PASSAGE SHOWN:
►
76. On April 16, 1848 a peaceful procession of Paris workers marched towards the Town Hall to present a petition to the Provisional Government for “organisation of labour” and “abolition of the exploitation of man by man.” The workers encountered battalions of the bourgeois national guard and were forced to retreat.
On May 15, 1848 Paris workers led by Blanqui, Barbès and others took revolutionary action against the anti-labour and anti-democratic policy of the bourgeois Constituent Assembly which had opened on May 4. The participants in the mass demonstration forced their way into the Assembly, demanded the formation of a Ministry of Labour and presented a number of other demands. An attempt was made to form a revolutionary government. National guards from the bourgeois quarters and regular troops succeeded, however, in restoring the power of the Constituent Assembly. The leaders of the movement were arrested and put on trial.
77. The Mobile Guard was set up by a decree of the Provisional Government on February 25, 1848 with the secret aim of fighting the revolutionary masses. Armed units consisted mainly of lumpenproletarians and were used to crush the June uprising of the Paris workers. Subsequently, it was disbanded on the insistence of the Bonapartists, who feared that in the event of a conflict between President Bonaparte and the republicans the Mobile Guard would side with the latter.
For Marx’s description of the Mobile Guard see his work The Class Struggle in France, 1848 to 1850.
◄
REQUEST: Transcribe the notes on the 1848 Paris demonstrations and the Mobile Guard in full, word for word.

DATA SHOWN:
►
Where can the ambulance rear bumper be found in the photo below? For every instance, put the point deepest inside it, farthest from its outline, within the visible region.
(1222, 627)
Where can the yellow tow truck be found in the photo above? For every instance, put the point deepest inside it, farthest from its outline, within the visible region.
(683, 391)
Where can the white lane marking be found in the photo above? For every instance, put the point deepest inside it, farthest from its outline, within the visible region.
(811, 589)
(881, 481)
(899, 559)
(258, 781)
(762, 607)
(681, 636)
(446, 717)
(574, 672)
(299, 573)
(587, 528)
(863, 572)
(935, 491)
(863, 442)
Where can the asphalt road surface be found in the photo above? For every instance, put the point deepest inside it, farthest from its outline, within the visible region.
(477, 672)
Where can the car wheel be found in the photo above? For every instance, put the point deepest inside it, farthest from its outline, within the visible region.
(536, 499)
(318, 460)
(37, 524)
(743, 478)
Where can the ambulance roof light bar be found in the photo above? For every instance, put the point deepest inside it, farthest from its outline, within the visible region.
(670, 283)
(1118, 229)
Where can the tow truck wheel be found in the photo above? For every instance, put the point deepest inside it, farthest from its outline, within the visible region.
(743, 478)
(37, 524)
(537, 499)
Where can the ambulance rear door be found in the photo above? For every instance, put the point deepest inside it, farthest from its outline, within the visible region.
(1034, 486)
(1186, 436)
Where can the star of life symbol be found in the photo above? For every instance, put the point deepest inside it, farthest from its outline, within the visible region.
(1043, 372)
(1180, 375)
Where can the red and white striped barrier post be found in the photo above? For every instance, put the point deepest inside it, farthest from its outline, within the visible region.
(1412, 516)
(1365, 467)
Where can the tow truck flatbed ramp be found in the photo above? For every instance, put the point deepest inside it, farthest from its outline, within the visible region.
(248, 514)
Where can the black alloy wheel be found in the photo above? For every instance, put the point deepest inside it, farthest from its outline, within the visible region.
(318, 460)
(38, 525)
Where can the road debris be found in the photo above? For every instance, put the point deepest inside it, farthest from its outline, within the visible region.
◄
ANSWER TO THE TASK:
76. On April 16, 1848 a peaceful procession of Paris workers marched towards the Town Hall to present a petition to the Provisional Government for “organisation of labour” and “abolition of the exploitation of man by man.” The workers encountered battalions of the bourgeois national guard and were forced to retreat.
On May 15, 1848 Paris workers led by Blanqui, Barbès and others took revolutionary action against the anti-labour and anti-democratic policy of the bourgeois Constituent Assembly which had opened on May 4. The participants in the mass demonstration forced their way into the Assembly, demanded the formation of a Ministry of Labour and presented a number of other demands. An attempt was made to form a revolutionary government. National guards from the bourgeois quarters and regular troops succeeded, however, in restoring the power of the Constituent Assembly. The leaders of the movement were arrested and put on trial.
77. The Mobile Guard was set up by a decree of the Provisional Government on February 25, 1848 with the secret aim of fighting the revolutionary masses. Armed units consisted mainly of lumpenproletarians and were used to crush the June uprising of the Paris workers. Subsequently, it was disbanded on the insistence of the Bonapartists, who feared that in the event of a conflict between President Bonaparte and the republicans the Mobile Guard would side with the latter.
For Marx’s description of the Mobile Guard see his work The Class Struggle in France, 1848 to 1850.